= Task directions =
Copy the material word for word, from its beginning through the line that contains "box: [384, 157, 399, 177]", including that line.

Items from a dataset

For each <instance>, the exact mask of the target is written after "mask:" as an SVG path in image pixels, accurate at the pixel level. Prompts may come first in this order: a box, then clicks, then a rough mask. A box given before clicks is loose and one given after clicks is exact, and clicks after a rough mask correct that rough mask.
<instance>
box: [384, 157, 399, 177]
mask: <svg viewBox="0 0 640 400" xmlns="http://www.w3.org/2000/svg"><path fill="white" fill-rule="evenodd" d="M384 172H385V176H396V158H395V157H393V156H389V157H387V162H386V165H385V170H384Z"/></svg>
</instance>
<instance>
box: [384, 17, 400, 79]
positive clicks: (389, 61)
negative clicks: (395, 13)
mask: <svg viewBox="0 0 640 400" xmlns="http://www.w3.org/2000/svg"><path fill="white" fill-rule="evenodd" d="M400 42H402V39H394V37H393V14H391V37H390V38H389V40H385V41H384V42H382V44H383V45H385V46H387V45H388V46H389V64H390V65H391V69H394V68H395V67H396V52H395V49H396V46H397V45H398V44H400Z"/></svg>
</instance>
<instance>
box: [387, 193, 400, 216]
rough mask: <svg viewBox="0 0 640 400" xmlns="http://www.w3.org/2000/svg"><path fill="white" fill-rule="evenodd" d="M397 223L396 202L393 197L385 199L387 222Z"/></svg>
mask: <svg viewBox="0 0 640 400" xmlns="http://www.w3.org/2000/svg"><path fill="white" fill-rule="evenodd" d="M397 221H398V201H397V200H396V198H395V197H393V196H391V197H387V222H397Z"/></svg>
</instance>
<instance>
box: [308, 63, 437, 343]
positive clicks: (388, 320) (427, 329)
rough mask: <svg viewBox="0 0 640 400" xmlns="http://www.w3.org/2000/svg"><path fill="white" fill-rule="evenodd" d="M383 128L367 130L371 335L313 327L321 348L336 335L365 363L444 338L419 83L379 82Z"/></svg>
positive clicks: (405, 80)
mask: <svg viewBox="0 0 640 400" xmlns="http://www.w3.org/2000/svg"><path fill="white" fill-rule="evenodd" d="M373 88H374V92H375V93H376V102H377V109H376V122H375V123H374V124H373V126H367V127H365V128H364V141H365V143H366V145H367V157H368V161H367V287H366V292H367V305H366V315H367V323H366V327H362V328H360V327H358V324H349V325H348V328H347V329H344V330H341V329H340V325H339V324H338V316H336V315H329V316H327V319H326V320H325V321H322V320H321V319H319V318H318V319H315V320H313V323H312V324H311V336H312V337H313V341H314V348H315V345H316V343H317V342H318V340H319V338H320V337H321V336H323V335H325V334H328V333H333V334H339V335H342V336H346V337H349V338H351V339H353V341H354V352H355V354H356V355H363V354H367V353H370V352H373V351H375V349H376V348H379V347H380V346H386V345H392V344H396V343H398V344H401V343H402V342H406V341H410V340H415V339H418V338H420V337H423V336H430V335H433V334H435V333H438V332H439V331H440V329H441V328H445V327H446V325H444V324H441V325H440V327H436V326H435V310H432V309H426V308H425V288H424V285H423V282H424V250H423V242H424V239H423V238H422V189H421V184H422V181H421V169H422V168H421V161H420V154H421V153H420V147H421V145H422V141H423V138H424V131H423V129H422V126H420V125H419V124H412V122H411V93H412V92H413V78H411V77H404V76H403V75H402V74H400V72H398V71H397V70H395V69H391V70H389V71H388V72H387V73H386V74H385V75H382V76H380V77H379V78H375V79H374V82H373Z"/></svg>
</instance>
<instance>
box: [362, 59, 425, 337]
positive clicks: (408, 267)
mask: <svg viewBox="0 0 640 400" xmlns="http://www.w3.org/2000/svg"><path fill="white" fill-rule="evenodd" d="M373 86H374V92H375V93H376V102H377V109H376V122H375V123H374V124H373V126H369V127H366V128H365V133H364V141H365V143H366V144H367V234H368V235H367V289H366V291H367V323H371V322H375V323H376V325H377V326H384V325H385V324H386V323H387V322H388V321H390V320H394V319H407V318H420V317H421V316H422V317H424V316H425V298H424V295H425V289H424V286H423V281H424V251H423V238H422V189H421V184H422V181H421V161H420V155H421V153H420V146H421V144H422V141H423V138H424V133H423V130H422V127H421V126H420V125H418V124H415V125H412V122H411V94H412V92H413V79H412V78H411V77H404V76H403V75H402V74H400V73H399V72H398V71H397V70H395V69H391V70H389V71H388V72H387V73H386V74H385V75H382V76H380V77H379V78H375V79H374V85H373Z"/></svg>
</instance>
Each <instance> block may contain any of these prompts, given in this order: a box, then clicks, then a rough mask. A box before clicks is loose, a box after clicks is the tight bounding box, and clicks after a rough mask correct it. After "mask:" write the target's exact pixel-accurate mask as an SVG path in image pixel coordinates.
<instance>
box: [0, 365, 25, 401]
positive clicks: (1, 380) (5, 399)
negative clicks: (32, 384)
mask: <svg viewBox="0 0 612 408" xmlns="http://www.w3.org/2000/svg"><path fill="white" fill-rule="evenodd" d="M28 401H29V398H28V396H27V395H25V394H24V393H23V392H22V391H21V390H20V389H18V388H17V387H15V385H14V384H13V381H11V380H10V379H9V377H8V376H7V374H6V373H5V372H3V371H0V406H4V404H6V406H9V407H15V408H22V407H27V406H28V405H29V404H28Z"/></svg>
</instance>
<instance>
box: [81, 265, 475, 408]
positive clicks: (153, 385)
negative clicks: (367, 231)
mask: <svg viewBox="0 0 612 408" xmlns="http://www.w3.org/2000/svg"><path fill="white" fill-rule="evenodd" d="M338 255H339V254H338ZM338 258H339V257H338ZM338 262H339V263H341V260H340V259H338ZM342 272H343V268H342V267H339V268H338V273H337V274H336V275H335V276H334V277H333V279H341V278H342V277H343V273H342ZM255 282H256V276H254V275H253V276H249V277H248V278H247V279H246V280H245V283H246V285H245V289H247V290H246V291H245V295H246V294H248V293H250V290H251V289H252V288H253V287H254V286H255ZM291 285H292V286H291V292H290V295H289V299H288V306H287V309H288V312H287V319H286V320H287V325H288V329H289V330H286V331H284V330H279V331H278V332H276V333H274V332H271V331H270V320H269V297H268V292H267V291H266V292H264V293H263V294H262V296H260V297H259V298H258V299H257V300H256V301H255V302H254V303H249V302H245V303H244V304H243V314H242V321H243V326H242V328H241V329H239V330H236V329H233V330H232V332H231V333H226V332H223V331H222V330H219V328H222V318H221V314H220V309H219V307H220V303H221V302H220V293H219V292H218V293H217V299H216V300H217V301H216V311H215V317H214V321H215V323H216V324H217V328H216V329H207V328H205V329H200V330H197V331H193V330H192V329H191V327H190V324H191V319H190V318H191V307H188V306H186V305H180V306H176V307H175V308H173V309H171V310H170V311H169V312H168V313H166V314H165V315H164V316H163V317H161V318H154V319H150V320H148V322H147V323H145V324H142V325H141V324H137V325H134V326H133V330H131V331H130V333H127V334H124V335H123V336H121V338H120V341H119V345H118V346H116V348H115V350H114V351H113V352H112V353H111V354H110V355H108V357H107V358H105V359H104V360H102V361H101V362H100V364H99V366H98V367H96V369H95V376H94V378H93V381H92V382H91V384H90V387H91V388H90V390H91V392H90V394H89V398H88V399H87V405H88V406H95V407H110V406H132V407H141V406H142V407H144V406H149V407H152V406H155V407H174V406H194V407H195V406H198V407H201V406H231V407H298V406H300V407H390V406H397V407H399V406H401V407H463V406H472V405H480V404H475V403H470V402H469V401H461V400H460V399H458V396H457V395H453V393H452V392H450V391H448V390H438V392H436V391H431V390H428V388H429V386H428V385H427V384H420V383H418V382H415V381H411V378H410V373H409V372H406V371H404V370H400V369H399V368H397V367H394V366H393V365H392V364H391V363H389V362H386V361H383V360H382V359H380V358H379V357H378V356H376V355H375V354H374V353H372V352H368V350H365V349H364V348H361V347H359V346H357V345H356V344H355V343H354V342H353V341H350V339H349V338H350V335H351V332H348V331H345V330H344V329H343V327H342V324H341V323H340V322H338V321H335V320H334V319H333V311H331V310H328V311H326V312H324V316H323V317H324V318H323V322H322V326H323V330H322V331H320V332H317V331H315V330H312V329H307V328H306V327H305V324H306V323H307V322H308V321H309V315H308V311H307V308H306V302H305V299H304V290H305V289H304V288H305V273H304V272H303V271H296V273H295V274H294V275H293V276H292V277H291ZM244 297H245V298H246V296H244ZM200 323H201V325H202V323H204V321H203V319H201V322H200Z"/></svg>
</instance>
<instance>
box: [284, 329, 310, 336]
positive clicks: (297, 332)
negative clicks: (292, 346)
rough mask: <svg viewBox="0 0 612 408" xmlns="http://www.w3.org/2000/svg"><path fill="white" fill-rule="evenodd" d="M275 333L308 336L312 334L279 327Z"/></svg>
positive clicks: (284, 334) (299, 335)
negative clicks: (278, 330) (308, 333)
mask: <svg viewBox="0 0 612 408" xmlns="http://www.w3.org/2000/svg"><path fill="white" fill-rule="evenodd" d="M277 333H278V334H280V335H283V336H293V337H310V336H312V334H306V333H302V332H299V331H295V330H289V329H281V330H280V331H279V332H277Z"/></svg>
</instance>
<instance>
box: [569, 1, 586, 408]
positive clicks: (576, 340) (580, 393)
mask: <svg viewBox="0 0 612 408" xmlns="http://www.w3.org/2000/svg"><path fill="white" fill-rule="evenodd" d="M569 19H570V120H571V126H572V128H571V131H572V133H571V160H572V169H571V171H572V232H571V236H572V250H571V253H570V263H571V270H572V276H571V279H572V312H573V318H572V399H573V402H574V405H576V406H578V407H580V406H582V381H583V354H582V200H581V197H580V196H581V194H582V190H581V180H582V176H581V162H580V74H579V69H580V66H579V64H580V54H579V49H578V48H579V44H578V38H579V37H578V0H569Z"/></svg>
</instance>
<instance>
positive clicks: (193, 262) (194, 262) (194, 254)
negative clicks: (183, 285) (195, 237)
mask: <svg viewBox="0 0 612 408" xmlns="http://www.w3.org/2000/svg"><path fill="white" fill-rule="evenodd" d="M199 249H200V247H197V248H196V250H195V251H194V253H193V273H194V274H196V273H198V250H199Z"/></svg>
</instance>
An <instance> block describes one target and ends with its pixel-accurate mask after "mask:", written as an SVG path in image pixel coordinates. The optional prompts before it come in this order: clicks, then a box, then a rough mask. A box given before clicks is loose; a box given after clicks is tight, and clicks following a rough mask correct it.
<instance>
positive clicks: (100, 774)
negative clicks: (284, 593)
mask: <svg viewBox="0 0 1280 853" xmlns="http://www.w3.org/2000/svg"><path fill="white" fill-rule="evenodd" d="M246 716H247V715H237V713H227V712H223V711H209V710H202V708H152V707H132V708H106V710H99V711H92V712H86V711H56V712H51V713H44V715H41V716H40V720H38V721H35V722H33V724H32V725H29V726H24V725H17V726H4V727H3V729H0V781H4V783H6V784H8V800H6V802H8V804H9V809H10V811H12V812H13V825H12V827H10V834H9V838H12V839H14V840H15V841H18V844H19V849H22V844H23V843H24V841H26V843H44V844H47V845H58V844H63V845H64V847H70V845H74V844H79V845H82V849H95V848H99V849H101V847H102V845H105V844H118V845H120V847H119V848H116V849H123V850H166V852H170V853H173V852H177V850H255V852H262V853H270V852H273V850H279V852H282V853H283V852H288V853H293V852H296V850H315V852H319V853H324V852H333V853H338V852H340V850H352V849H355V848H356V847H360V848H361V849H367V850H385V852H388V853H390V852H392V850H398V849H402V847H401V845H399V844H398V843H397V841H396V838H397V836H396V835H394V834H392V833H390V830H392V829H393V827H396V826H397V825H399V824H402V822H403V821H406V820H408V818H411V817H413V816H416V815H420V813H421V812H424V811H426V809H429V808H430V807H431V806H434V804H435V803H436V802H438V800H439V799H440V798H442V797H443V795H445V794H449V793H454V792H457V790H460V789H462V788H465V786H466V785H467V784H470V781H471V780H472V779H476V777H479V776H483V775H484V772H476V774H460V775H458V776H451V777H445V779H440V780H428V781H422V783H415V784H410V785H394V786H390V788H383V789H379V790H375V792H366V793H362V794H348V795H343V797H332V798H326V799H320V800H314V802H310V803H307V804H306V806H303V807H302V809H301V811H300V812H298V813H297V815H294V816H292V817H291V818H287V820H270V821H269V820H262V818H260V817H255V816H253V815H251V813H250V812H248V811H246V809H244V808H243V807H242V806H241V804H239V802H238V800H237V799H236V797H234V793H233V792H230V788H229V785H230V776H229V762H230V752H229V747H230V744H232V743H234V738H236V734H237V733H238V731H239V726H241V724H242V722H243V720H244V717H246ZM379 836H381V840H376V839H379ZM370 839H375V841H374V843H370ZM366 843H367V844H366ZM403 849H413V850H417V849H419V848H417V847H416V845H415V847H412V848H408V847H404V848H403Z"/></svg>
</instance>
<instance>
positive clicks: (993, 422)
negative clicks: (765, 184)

= Reply to the exercise =
For each <instance>, the exact mask of the target is written after "mask:" as an SVG path in image pixels, accurate at the pixel level. Prompts may come first in this order: a box, then clicks, then a rough mask. A box given before clicks is loose and one given after clicks is exact, and clicks after a rough mask correct that rough mask.
<instance>
box: [384, 157, 399, 177]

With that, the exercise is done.